Exercise details: Print, in exact form, the lines below from the one containing "TARGET = radish with green leaves" through the one containing "TARGET = yellow bell pepper", and omit all others.

= Beginning of Section =

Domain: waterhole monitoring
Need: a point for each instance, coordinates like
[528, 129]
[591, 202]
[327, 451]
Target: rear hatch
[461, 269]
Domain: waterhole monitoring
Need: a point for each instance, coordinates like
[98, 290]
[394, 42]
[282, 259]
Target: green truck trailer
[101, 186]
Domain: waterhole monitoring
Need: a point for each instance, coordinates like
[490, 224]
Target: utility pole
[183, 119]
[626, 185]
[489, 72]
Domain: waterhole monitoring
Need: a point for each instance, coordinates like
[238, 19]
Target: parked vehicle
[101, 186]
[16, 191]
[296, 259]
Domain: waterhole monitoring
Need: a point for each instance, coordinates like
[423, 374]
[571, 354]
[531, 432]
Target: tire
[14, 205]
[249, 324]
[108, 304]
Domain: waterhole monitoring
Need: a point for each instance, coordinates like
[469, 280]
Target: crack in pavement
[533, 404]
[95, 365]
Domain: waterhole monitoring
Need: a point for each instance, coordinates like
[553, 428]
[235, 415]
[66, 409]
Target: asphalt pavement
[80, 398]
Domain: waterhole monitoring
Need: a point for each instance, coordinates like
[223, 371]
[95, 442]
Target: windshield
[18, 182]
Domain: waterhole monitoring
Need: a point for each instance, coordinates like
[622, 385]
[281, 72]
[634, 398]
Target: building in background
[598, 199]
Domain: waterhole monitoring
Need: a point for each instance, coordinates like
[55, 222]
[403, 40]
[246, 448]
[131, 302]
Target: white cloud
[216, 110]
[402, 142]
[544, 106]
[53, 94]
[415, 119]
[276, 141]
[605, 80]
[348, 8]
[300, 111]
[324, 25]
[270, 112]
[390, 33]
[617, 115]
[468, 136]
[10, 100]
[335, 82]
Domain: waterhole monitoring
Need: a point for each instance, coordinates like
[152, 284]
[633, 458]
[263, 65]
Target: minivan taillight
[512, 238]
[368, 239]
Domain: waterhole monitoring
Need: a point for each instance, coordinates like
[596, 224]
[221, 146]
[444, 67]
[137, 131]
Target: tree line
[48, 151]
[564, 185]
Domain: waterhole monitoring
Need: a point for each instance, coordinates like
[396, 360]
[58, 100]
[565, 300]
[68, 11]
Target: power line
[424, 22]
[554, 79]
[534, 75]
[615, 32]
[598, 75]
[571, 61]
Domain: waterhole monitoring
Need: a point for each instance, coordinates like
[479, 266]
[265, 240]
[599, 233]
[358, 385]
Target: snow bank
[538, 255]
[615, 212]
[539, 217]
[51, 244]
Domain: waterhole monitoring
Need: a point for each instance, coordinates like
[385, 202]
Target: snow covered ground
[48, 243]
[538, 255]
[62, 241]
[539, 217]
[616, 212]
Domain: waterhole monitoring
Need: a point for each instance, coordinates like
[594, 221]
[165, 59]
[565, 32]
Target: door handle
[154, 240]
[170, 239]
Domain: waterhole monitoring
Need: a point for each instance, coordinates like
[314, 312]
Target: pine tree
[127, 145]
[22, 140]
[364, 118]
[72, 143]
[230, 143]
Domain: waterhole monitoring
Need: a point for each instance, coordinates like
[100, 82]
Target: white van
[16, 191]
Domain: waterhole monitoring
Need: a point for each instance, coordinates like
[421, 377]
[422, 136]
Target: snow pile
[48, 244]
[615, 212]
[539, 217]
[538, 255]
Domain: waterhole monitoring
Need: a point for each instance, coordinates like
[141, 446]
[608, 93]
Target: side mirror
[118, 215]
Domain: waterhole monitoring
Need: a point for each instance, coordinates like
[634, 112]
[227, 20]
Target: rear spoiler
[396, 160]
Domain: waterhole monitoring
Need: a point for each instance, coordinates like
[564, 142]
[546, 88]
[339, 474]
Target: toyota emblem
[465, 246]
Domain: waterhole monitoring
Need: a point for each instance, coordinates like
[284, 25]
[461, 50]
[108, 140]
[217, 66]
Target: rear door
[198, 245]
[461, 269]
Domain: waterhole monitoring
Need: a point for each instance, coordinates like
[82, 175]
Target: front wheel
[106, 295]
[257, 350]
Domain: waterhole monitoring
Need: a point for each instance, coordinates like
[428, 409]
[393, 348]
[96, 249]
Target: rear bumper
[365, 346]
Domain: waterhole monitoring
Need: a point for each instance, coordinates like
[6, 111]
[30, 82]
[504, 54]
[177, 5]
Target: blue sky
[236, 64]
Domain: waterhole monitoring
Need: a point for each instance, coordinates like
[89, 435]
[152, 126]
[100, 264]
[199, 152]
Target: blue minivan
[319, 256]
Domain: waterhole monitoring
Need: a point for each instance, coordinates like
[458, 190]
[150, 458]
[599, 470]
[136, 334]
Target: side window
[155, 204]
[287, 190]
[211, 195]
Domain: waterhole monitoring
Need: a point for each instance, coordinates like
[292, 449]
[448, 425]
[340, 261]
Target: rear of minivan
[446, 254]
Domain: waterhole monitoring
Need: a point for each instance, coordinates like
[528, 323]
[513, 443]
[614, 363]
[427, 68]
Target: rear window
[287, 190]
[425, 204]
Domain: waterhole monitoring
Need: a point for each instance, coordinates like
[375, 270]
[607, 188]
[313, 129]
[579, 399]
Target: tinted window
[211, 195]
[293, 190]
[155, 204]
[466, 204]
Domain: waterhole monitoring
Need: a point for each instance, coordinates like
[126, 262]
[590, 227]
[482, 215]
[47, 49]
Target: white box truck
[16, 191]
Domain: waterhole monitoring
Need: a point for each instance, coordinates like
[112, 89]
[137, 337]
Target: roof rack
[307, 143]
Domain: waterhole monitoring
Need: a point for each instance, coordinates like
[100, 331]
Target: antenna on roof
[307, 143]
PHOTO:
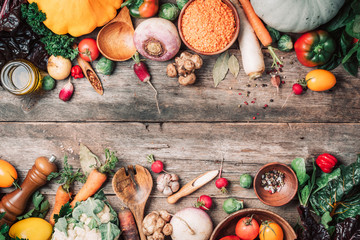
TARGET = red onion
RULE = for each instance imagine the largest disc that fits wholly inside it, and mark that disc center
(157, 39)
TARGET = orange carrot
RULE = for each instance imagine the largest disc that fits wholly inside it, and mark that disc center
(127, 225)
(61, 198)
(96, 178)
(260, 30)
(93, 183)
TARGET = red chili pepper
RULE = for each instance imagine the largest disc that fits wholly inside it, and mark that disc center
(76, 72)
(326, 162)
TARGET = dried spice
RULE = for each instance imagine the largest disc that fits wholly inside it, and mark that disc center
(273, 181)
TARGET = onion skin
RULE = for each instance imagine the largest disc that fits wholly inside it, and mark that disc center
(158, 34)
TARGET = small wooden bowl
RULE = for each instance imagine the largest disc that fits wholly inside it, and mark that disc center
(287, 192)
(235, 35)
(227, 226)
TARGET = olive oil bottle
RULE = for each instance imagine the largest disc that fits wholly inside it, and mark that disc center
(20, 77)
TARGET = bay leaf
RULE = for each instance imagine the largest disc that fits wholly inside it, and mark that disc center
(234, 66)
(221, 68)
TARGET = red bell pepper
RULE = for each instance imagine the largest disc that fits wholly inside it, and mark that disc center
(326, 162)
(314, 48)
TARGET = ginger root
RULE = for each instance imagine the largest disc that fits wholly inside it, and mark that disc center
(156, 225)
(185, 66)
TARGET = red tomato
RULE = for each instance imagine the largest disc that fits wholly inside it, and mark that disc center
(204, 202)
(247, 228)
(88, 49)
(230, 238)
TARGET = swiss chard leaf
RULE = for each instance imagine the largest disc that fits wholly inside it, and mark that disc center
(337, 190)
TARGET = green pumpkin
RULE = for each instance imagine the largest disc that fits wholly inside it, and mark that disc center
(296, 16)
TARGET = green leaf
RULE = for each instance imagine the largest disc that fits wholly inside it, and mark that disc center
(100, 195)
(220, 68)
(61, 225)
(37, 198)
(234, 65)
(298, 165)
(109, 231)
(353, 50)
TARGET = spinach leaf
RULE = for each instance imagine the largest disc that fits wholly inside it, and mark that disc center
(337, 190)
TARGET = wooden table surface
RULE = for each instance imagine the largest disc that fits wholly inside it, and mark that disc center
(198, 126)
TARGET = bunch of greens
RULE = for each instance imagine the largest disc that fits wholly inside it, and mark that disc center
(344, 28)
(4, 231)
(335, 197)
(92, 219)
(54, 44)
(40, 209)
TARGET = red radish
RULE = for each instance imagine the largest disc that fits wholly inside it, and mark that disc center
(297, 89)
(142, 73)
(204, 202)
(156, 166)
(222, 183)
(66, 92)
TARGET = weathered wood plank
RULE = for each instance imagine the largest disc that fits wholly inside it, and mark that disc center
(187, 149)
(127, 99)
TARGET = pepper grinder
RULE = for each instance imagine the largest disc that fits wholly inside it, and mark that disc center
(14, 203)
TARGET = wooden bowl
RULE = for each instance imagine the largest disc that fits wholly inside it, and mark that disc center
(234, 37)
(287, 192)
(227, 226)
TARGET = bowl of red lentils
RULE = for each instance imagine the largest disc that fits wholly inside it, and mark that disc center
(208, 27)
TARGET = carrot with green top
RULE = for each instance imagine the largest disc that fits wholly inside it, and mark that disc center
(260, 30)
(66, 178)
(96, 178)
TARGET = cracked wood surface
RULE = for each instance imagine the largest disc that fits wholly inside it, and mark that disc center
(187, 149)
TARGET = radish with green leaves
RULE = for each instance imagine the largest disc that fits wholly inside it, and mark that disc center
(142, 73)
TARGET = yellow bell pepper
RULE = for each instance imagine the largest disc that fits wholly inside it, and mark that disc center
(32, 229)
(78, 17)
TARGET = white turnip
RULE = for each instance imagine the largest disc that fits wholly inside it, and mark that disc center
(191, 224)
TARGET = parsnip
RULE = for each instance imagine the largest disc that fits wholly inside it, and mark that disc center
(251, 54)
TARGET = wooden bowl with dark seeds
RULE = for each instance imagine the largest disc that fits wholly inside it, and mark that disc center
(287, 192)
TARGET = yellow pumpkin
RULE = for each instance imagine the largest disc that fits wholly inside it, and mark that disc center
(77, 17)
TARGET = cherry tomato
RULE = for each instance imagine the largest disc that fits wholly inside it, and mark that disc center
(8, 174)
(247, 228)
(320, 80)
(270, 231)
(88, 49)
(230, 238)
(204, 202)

= End of Section =
= Beginning of Section =

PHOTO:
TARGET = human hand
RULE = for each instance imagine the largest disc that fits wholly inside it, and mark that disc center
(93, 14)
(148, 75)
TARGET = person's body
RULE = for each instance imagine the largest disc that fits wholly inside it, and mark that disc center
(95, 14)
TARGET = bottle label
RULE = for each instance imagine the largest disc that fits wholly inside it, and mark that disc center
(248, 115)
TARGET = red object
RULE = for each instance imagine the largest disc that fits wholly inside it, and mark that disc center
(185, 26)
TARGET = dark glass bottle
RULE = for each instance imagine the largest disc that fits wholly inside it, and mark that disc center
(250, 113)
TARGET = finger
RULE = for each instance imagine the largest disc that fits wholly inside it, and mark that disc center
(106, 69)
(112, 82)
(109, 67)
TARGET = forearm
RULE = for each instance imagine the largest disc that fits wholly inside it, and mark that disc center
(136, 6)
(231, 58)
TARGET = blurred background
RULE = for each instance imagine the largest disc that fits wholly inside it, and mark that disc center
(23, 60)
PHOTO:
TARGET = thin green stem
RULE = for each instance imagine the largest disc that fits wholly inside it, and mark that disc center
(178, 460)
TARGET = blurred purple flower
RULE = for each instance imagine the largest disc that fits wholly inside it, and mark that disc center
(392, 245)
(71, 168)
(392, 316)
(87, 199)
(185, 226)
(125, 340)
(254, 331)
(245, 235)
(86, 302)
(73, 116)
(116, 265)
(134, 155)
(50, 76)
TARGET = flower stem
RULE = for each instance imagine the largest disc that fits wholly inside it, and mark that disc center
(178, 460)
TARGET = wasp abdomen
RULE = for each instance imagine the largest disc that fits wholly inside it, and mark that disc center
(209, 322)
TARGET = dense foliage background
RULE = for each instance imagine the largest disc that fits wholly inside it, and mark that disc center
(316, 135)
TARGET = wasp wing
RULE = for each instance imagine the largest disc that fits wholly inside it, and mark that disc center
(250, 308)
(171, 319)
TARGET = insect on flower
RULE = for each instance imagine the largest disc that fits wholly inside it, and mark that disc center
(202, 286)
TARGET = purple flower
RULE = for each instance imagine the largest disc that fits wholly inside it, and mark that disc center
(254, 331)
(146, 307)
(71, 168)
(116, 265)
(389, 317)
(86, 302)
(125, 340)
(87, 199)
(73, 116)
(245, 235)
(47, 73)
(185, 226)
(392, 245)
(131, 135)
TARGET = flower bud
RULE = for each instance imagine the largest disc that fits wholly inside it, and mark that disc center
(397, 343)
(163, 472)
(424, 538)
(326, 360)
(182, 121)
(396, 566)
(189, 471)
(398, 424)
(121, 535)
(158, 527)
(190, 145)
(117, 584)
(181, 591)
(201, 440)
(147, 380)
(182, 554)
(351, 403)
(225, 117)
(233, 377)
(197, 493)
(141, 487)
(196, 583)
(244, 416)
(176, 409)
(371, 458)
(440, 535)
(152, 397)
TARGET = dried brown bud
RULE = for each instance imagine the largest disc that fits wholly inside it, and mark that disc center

= End of Section =

Response to this task:
TARGET = radish with green leaves
RULE = for each instance imagine the largest disc that fits wholly inside it, and mark that disc center
(142, 73)
TARGET = yellow bell pepper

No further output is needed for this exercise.